> INSTRUÇÃO
Responda às perguntas abaixo com base no excerto fornecido.
1. Qual é o número do processo?
2. Quem é indicado como relator?
3. Segundo o sumário, que critério fica de fora na adopção das medidas provisórias?

> EXCERTO FORNECIDO
________________________________________

Acórdãos TCAS

Acórdão do Tribunal Central Administrativo Sul
Processo:1007/18.7BELSB-S1
Secção:CA
Data do Acordão:12/06/2018
Relator:SOFIA DAVID
Descritores:MEDIDAS PROVISÓRIAS PREVISTAS
ART.º 103.º-B DO CPTA
ABUSO DE DIREITO
CRITÉRIO PERICULUM IN MORA
CRITÉRIO DA PONDERAÇÃO DE INTERESSES
Sumário:I – A adopção das medidas provisórias previstas no art.º 103.º-B do CPTA, reclama a aplicação conjugada de dois critérios: o do periculum in mora e o da ponderação de interesses. Conforme o preceituado no citado artigo, tais medidas serão tomadas quando se verifique (1) uma situação de facto consumado ou a impossibilidade da retoma do procedimento pré-contratual para determinar quem nele seria escolhido como adjudicatário; (2) e se os danos que resultarem da adopção da medida não forem superiores aos que podem resultar da sua não adopção, sem que a lesão possa ser evitada e atenuada com a adopção de outras medidas. De fora fica, pois, o critério do fumus boni iuris.

________________________________________

> REGISTOS FORNECIDOS

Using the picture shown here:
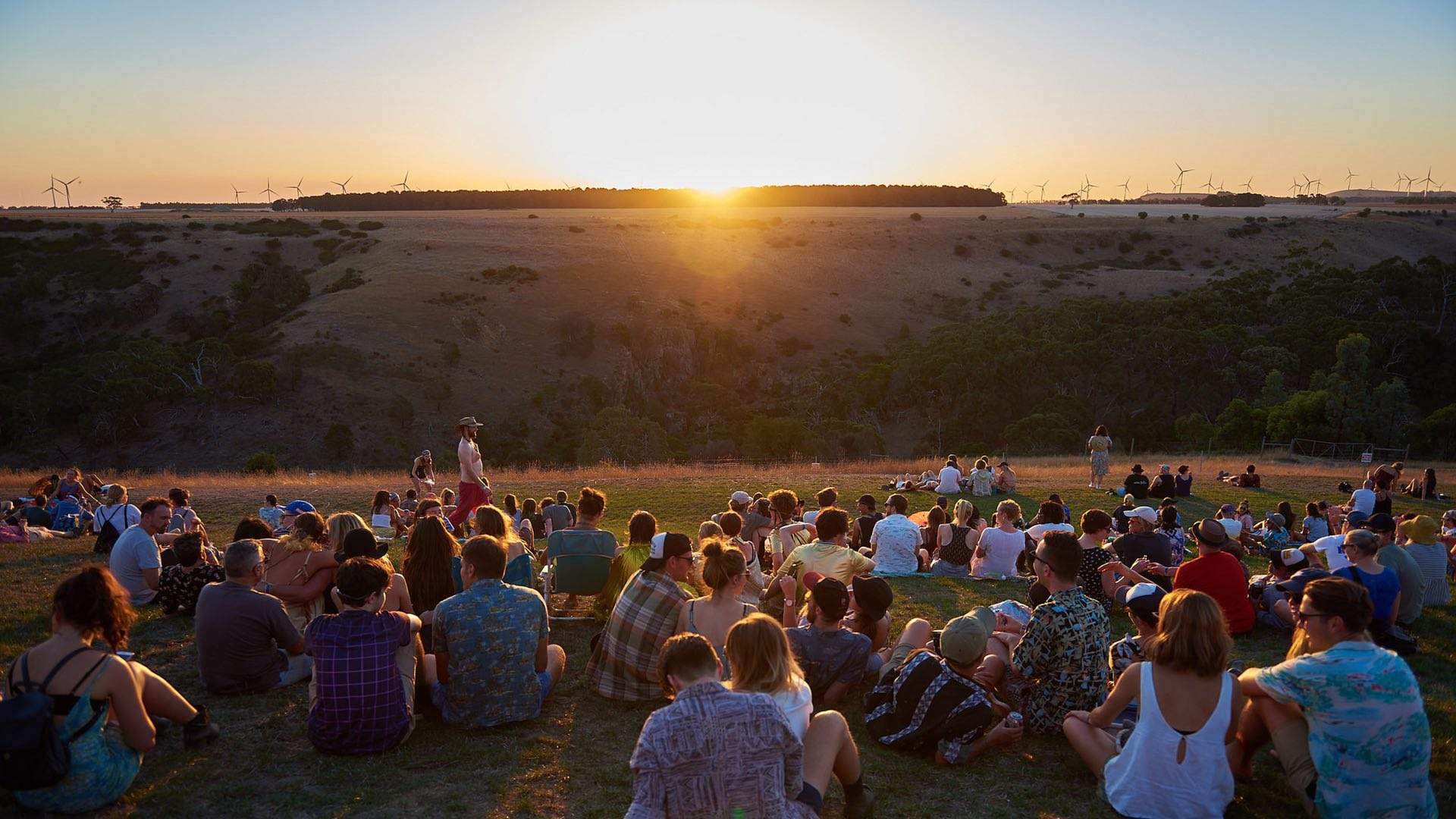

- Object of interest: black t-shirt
[1122,472,1147,498]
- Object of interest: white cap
[1127,506,1157,523]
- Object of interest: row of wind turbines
[228,171,413,204]
[984,162,1443,202]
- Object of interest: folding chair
[543,555,611,621]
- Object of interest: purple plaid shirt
[304,609,413,754]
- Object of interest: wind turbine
[1415,165,1436,196]
[1174,162,1194,194]
[51,177,82,207]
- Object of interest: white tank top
[1102,663,1233,819]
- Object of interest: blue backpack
[0,647,111,790]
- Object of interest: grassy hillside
[0,456,1456,817]
[0,207,1456,468]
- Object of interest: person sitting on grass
[723,612,814,742]
[1062,588,1244,819]
[1228,577,1440,816]
[677,539,757,679]
[592,509,657,621]
[587,532,692,701]
[192,541,313,694]
[1010,532,1111,733]
[783,577,872,705]
[864,607,1024,765]
[3,563,220,813]
[1249,549,1322,631]
[626,634,875,819]
[334,529,415,613]
[475,504,535,588]
[541,487,617,607]
[157,532,228,615]
[431,535,566,729]
[303,554,432,754]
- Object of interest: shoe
[182,705,223,749]
[845,787,875,819]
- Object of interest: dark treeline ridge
[0,209,1456,468]
[291,185,1006,210]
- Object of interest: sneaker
[182,705,223,749]
[845,787,875,819]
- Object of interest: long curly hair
[399,514,460,610]
[51,563,136,651]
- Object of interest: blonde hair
[701,535,748,590]
[1143,588,1233,676]
[698,520,723,544]
[723,612,804,694]
[326,512,369,551]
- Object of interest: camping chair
[541,555,611,621]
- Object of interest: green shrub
[243,452,278,475]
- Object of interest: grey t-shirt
[192,580,303,694]
[111,524,162,606]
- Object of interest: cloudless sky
[0,0,1456,206]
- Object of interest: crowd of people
[0,431,1456,817]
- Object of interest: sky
[0,0,1456,206]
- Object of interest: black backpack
[0,647,111,790]
[92,504,127,555]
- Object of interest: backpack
[92,504,127,555]
[0,647,111,790]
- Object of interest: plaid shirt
[1010,587,1111,733]
[304,609,413,754]
[626,682,814,819]
[587,571,687,701]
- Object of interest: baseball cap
[646,532,693,558]
[940,606,996,666]
[1116,583,1163,623]
[1127,506,1157,523]
[1274,568,1331,595]
[814,577,849,620]
[1366,512,1395,532]
[1192,517,1228,547]
[1279,549,1309,566]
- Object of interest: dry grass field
[0,455,1456,817]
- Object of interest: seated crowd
[0,446,1456,817]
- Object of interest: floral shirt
[1010,588,1111,733]
[434,579,551,727]
[157,563,228,613]
[626,682,815,819]
[1255,640,1437,816]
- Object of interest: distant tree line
[290,185,1006,212]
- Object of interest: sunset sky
[0,0,1456,206]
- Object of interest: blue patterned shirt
[434,579,551,727]
[1255,640,1437,816]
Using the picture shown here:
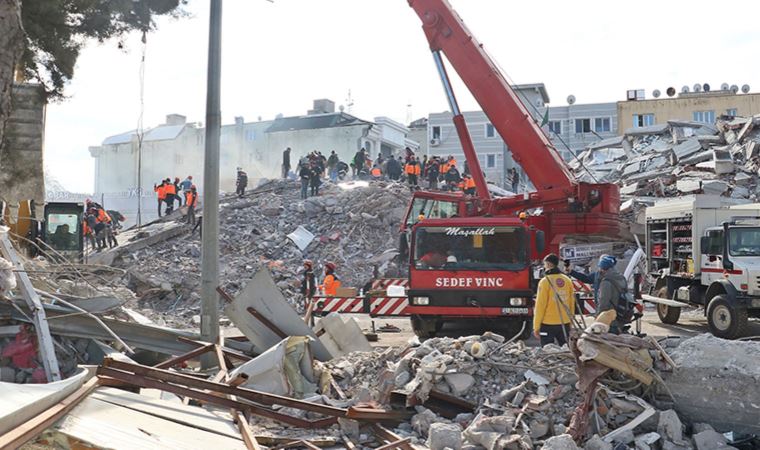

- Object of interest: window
[433,126,441,139]
[633,114,654,128]
[594,117,612,133]
[693,111,715,123]
[575,119,591,133]
[549,120,562,134]
[413,226,529,270]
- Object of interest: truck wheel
[657,287,681,325]
[411,316,443,339]
[707,294,747,339]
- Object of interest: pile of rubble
[107,180,410,326]
[570,115,760,234]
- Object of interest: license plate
[501,308,529,315]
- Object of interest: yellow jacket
[533,273,575,330]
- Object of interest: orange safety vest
[185,191,198,208]
[322,274,340,297]
[97,209,111,223]
[153,184,166,200]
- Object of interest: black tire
[411,316,443,339]
[707,294,748,339]
[657,287,681,325]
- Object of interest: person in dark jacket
[235,167,248,197]
[298,164,311,200]
[282,147,290,178]
[301,259,317,304]
[309,162,322,197]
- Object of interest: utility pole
[201,0,222,367]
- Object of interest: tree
[0,0,187,163]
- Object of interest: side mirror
[536,230,546,255]
[699,236,710,255]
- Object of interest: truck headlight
[412,297,430,306]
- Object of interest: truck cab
[407,217,545,337]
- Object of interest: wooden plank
[0,233,61,381]
[0,377,100,449]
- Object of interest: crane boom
[409,0,575,194]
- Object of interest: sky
[45,0,760,192]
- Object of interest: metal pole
[201,0,222,366]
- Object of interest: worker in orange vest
[164,178,177,216]
[185,184,198,225]
[404,157,420,189]
[153,180,166,217]
[320,262,340,297]
[462,173,475,195]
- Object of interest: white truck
[642,195,760,339]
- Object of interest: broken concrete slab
[224,269,333,361]
[663,334,760,434]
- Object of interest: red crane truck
[316,0,620,337]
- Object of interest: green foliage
[21,0,187,97]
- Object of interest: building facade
[427,83,617,189]
[617,89,760,135]
[89,100,418,224]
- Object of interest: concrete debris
[570,115,760,233]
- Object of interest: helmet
[599,255,617,270]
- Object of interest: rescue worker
[301,259,317,298]
[164,178,177,216]
[235,167,248,197]
[185,184,198,225]
[533,253,575,347]
[320,262,340,297]
[298,163,311,200]
[153,180,166,217]
[462,173,475,195]
[404,157,420,189]
[596,255,628,334]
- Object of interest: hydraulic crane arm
[408,0,576,193]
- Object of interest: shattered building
[89,99,418,224]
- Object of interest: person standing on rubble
[153,180,166,217]
[298,163,311,200]
[596,255,628,334]
[235,167,248,198]
[282,147,290,179]
[185,184,198,225]
[320,262,340,297]
[533,253,575,347]
[301,259,317,306]
[327,150,340,183]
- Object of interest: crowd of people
[282,147,484,199]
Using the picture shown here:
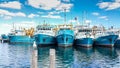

________________________________________

> RESPOSTA COMPLETA
1. 1007/18.7BELSB-S1.
2. SOFIA DAVID.
3. O critério do fumus boni iuris.